▶ [Work to do] Quote the records below word for word, from their first line through the line containing "left=441, top=232, right=747, bottom=346", including that line.

▶ [The records]
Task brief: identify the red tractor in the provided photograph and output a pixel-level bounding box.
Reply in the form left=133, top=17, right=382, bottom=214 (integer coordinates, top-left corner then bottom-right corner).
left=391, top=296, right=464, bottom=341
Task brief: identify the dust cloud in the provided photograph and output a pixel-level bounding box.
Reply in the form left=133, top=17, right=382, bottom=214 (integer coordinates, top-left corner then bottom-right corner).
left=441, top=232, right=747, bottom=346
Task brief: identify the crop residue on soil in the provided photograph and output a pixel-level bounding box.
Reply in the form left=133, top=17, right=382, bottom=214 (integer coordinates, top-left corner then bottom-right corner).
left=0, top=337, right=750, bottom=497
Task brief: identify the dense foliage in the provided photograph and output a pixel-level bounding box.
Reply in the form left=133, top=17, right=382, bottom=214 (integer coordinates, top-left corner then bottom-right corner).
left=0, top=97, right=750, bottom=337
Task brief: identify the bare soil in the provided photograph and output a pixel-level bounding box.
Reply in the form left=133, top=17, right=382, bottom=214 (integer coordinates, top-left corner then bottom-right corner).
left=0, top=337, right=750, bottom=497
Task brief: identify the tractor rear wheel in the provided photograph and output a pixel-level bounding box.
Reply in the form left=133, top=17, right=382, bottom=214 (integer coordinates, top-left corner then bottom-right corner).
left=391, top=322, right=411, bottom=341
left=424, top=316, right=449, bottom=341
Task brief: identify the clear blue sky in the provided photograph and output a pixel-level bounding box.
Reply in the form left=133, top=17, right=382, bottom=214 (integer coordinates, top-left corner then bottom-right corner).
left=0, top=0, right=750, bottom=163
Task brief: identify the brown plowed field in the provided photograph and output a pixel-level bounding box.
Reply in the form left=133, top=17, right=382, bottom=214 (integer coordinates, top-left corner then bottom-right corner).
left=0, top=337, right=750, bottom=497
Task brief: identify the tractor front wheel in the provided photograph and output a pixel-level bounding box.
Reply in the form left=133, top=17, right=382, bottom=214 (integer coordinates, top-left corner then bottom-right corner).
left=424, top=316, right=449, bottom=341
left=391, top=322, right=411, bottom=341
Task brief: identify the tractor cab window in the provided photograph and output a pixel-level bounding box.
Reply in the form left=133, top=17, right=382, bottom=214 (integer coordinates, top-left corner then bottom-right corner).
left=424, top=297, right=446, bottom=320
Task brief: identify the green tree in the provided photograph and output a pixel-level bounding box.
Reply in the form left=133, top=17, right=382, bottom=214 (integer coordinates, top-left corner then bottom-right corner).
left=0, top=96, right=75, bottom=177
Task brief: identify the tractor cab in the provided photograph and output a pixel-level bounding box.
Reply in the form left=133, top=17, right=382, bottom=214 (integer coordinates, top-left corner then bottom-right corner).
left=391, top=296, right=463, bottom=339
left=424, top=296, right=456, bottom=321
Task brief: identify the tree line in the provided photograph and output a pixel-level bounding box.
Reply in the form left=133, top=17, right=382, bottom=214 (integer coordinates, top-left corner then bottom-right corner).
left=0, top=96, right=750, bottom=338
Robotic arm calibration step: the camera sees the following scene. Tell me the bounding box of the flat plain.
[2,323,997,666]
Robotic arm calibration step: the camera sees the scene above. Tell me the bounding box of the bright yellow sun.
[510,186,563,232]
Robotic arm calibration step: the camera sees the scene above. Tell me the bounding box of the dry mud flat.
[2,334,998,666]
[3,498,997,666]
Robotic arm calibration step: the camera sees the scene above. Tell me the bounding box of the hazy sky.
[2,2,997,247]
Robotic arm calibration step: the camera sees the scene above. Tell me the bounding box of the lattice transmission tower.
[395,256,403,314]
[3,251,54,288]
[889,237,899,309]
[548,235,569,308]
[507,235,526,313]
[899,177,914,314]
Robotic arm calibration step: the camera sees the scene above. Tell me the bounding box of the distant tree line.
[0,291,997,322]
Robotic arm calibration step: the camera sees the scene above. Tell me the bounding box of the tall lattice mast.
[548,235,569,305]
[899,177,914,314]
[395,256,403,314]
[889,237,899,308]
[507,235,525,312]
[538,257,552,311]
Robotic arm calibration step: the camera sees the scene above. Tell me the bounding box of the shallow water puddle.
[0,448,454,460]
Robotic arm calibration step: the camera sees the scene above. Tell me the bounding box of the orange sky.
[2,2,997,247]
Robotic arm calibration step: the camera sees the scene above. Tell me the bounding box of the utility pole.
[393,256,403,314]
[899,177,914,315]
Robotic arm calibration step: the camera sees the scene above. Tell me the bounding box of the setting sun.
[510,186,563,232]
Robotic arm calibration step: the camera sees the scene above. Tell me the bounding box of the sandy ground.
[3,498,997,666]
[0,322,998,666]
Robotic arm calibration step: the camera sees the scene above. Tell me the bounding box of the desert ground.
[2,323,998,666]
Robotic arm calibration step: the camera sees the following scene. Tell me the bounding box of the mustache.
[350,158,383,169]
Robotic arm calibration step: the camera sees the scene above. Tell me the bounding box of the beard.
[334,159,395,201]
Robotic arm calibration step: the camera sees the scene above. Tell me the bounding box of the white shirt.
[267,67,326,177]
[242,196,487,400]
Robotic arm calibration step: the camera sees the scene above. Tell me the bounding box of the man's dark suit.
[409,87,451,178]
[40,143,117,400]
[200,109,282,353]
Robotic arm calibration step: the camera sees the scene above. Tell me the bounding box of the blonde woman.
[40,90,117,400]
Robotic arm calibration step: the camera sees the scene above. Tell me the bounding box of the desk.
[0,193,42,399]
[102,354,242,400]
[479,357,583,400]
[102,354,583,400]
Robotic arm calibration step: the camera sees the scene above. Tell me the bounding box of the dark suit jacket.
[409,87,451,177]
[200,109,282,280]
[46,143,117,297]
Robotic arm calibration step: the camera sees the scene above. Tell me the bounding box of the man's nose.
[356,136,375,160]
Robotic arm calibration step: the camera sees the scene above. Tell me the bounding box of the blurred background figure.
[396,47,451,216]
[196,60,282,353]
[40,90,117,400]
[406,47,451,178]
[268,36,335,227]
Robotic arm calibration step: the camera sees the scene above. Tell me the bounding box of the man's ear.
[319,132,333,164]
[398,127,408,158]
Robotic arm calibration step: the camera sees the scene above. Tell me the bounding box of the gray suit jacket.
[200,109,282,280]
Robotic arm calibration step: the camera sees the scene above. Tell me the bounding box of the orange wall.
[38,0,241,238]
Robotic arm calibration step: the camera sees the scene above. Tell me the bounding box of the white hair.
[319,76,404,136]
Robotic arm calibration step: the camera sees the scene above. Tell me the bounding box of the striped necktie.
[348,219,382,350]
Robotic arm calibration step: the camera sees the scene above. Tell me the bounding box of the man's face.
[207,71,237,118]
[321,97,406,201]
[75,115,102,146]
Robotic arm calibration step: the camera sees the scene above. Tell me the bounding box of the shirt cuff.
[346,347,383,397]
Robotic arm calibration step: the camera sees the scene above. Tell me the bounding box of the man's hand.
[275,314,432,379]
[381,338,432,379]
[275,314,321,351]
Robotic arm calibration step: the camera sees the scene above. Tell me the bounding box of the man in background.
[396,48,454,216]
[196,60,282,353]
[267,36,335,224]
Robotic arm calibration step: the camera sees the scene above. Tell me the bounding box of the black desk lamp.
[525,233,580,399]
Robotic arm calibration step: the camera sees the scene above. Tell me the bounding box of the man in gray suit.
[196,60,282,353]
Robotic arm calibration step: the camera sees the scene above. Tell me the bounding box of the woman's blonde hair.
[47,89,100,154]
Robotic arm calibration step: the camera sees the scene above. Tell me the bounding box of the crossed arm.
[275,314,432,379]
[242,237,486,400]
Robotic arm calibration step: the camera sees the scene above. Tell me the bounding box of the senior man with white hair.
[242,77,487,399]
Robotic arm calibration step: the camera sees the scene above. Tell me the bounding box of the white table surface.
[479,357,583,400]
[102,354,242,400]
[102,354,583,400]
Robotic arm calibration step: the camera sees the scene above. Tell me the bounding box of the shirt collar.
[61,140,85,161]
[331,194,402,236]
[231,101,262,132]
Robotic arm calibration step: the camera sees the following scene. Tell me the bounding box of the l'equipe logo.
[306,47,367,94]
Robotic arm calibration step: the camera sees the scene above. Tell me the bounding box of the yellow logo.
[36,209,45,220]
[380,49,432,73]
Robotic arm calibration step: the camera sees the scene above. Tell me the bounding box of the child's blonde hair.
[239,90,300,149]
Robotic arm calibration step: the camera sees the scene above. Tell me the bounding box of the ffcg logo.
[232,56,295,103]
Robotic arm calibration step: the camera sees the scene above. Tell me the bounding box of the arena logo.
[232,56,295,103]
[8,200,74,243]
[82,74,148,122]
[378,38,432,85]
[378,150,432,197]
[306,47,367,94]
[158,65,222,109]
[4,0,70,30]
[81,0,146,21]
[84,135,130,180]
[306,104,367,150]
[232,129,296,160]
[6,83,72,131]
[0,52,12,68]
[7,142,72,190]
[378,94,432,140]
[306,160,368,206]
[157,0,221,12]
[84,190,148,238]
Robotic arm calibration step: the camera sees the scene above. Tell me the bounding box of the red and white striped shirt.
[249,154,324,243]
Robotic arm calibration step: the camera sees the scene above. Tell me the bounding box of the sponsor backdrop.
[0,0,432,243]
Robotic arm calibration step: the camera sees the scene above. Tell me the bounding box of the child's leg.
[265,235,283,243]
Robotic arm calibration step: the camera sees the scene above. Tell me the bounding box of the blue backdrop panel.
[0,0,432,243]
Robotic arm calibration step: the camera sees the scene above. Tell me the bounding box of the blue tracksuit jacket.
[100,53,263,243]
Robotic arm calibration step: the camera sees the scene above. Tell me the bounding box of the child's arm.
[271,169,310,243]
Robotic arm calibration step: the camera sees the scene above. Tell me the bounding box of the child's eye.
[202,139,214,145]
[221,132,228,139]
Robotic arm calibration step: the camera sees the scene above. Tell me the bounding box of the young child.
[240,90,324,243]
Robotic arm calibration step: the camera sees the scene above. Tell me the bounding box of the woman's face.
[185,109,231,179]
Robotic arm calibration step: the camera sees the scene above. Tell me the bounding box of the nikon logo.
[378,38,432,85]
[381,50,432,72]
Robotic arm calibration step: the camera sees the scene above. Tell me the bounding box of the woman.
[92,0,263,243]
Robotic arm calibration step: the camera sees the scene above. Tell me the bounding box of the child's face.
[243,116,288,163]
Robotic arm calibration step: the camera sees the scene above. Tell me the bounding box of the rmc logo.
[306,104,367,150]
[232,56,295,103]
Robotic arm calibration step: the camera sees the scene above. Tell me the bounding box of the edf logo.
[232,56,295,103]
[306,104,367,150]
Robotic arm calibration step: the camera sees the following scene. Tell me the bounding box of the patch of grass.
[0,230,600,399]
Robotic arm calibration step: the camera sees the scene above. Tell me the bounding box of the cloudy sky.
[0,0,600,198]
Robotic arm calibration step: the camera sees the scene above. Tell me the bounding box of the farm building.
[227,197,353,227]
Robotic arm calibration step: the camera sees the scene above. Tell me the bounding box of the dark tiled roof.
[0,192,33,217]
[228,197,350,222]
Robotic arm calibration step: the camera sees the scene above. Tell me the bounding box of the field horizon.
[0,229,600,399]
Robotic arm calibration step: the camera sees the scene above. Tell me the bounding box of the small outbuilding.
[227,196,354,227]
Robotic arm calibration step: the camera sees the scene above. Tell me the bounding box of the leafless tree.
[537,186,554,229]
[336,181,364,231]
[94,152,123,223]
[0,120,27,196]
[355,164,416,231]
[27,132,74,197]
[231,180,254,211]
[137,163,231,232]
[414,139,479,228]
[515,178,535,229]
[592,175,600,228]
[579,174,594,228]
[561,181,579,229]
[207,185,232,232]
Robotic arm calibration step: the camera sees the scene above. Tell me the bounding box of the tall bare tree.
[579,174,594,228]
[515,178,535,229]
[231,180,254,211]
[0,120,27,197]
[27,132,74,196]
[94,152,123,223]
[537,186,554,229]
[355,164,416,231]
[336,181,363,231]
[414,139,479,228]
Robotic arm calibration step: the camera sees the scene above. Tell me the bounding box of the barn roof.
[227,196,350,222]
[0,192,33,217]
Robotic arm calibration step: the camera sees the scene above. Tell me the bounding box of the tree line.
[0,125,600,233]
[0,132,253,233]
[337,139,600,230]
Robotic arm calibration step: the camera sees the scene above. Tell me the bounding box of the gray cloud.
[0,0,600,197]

▶ [Task solution]
Task brief: identify the red tractor in the provided photograph and output a pixel-level bounding box.
Reply in the form left=133, top=17, right=382, bottom=214 (integer coordinates, top-left corner then bottom-right corner).
left=391, top=296, right=464, bottom=341
Task brief: identify the dust cloud in the provided photograph and output a pixel-level bounding box.
Reply in the form left=133, top=17, right=382, bottom=214 (integer coordinates, top-left corner then bottom-right corner).
left=441, top=232, right=747, bottom=346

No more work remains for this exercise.